Required work: Print every record exactly, but leave out the pictures.

══ Supplied entries ══

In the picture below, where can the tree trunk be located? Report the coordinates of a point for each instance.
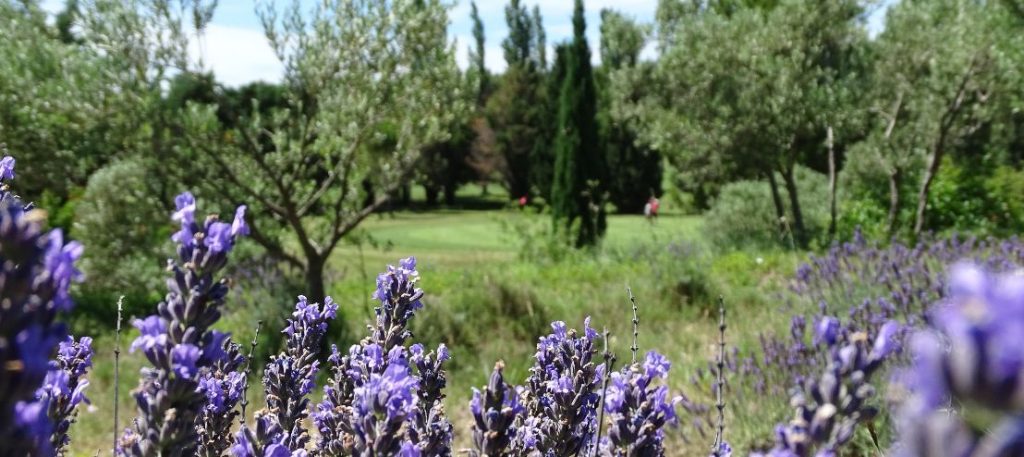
(431, 195)
(777, 201)
(798, 216)
(895, 180)
(926, 187)
(832, 184)
(314, 279)
(450, 195)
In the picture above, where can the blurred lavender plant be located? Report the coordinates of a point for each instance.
(290, 377)
(36, 272)
(65, 386)
(639, 408)
(177, 340)
(562, 391)
(968, 371)
(865, 285)
(830, 406)
(374, 403)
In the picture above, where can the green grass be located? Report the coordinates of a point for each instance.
(487, 304)
(461, 238)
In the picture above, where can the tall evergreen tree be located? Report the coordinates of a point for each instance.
(577, 193)
(543, 159)
(541, 38)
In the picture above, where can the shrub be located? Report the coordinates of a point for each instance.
(122, 222)
(743, 215)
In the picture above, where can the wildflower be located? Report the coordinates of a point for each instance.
(971, 354)
(179, 344)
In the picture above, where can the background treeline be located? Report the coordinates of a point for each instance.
(785, 122)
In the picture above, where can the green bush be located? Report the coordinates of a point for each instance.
(743, 214)
(122, 225)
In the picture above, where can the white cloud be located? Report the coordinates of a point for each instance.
(238, 55)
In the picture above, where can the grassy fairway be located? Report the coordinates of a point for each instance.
(462, 238)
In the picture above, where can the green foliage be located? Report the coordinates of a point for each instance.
(516, 108)
(635, 169)
(123, 225)
(739, 217)
(578, 189)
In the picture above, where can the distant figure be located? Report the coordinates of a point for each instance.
(650, 209)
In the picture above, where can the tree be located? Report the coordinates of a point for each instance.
(515, 110)
(637, 167)
(543, 158)
(761, 102)
(368, 85)
(476, 57)
(577, 194)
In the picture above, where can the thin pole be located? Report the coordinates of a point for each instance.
(636, 326)
(249, 364)
(719, 434)
(117, 370)
(609, 362)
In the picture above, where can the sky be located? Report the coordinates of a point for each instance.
(235, 48)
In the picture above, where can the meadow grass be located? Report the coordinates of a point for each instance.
(486, 304)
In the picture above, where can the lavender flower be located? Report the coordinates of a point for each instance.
(639, 408)
(290, 375)
(178, 343)
(36, 271)
(379, 368)
(562, 390)
(829, 407)
(65, 387)
(970, 355)
(7, 168)
(266, 440)
(399, 299)
(223, 386)
(496, 414)
(431, 430)
(6, 174)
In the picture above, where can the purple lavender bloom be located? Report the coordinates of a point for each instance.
(173, 416)
(36, 271)
(399, 299)
(239, 225)
(638, 410)
(363, 370)
(970, 355)
(223, 385)
(183, 359)
(265, 440)
(724, 450)
(496, 414)
(65, 387)
(826, 331)
(431, 430)
(218, 237)
(290, 376)
(829, 407)
(563, 386)
(7, 168)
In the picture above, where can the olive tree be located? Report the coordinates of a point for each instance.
(368, 83)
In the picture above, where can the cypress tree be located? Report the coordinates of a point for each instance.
(578, 193)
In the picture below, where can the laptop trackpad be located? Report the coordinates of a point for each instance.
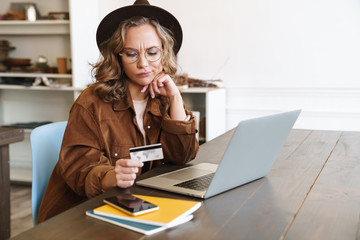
(187, 173)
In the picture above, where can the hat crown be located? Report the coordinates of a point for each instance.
(141, 2)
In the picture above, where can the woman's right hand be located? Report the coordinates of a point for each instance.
(125, 172)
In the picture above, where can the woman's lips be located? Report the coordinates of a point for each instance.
(143, 74)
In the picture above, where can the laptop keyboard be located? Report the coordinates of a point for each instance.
(200, 183)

═══

Written response:
In the picture below, where can the tree trunk be located? Report the coordinates of a point for each instance.
(431, 195)
(777, 201)
(798, 216)
(895, 180)
(926, 187)
(832, 184)
(314, 279)
(450, 195)
In the picture above, where can the blurred lavender plant be located? Report the coordinates of a point for each instance.
(290, 377)
(36, 272)
(65, 386)
(639, 408)
(177, 340)
(562, 391)
(968, 371)
(865, 285)
(830, 406)
(374, 403)
In the picture above, where can the green grass be located? Report the coordinates of a point for each instance.
(487, 304)
(461, 238)
In the picture above, where can the tall evergreen tree be located? Report the coordinates of a point for each instance.
(577, 193)
(543, 159)
(541, 38)
In the picture above, where can the shrub be located? Report the coordinates of a point for each instance.
(122, 222)
(743, 215)
In the picture above, where can the wildflower be located? Report the coordinates of a point for each instance.
(971, 354)
(179, 344)
In the picture above, where can the background treeline be located? Report the coordinates of a point for each instance.
(785, 122)
In the picture above, where can the green bush be located? Report the coordinates of a point for each instance.
(743, 214)
(122, 225)
In the picture above, where can the white cloud be located? Report the coordinates of a point for each instance.
(238, 55)
In the picture above, where can the grassy fairway be located? Report the coordinates of a point for each instance.
(462, 238)
In the picture above, where can the green foliage be located? Report the coordinates of a point for each instance.
(516, 108)
(635, 169)
(123, 225)
(739, 217)
(578, 189)
In the picture above, where can the distant figure be located? Report the coordinates of a point for each instance.
(650, 209)
In the picture above, where can the tree be located? Report the coordinates of a point for each instance.
(515, 110)
(637, 167)
(543, 158)
(761, 102)
(368, 85)
(476, 57)
(577, 194)
In the picture above, where can the thin pole be located? Report the coordinates of a point for each instance.
(636, 326)
(249, 364)
(719, 434)
(117, 370)
(609, 362)
In the picture above, where can the sky be located? Report the coordinates of a point for each instance.
(235, 48)
In the picture above, where can the meadow grass be located? Report the coordinates of a point for each instance.
(486, 304)
In the picture above, where can the lavender flower be located? Report the coordinates of a point for each instance.
(639, 408)
(290, 375)
(178, 343)
(36, 271)
(379, 368)
(562, 390)
(829, 407)
(65, 387)
(970, 355)
(7, 168)
(266, 440)
(399, 299)
(223, 386)
(496, 414)
(431, 430)
(6, 174)
In the picture above, where can the purple lavender bloom be located? Report the coordinates of a point for each instance.
(173, 416)
(36, 271)
(399, 299)
(239, 225)
(638, 410)
(363, 370)
(970, 355)
(223, 385)
(183, 359)
(265, 440)
(724, 450)
(496, 414)
(65, 387)
(826, 331)
(431, 430)
(218, 237)
(290, 376)
(829, 407)
(563, 386)
(7, 168)
In the picture above, where can the olive tree be located? Report the coordinates of a point for each instance.
(368, 83)
In the picture above, where can the cypress tree be located? Report the coordinates of a point for each instance.
(578, 193)
In the picture below, where can the laptop trackpad be located? Report the coordinates of a point for each instance.
(187, 173)
In the picture above, where can the hat crown be located? Report the coordinates of a point for each instance.
(141, 2)
In the picture above, where can the woman's right hand be located? Report the coordinates of a point for each instance.
(125, 172)
In the picture above, where can the woman's lips be located? Report the coordinates of a point for each instance.
(143, 74)
In the picture above, where can the laptop keyboard be located? Report the coordinates of a point for each instance.
(200, 183)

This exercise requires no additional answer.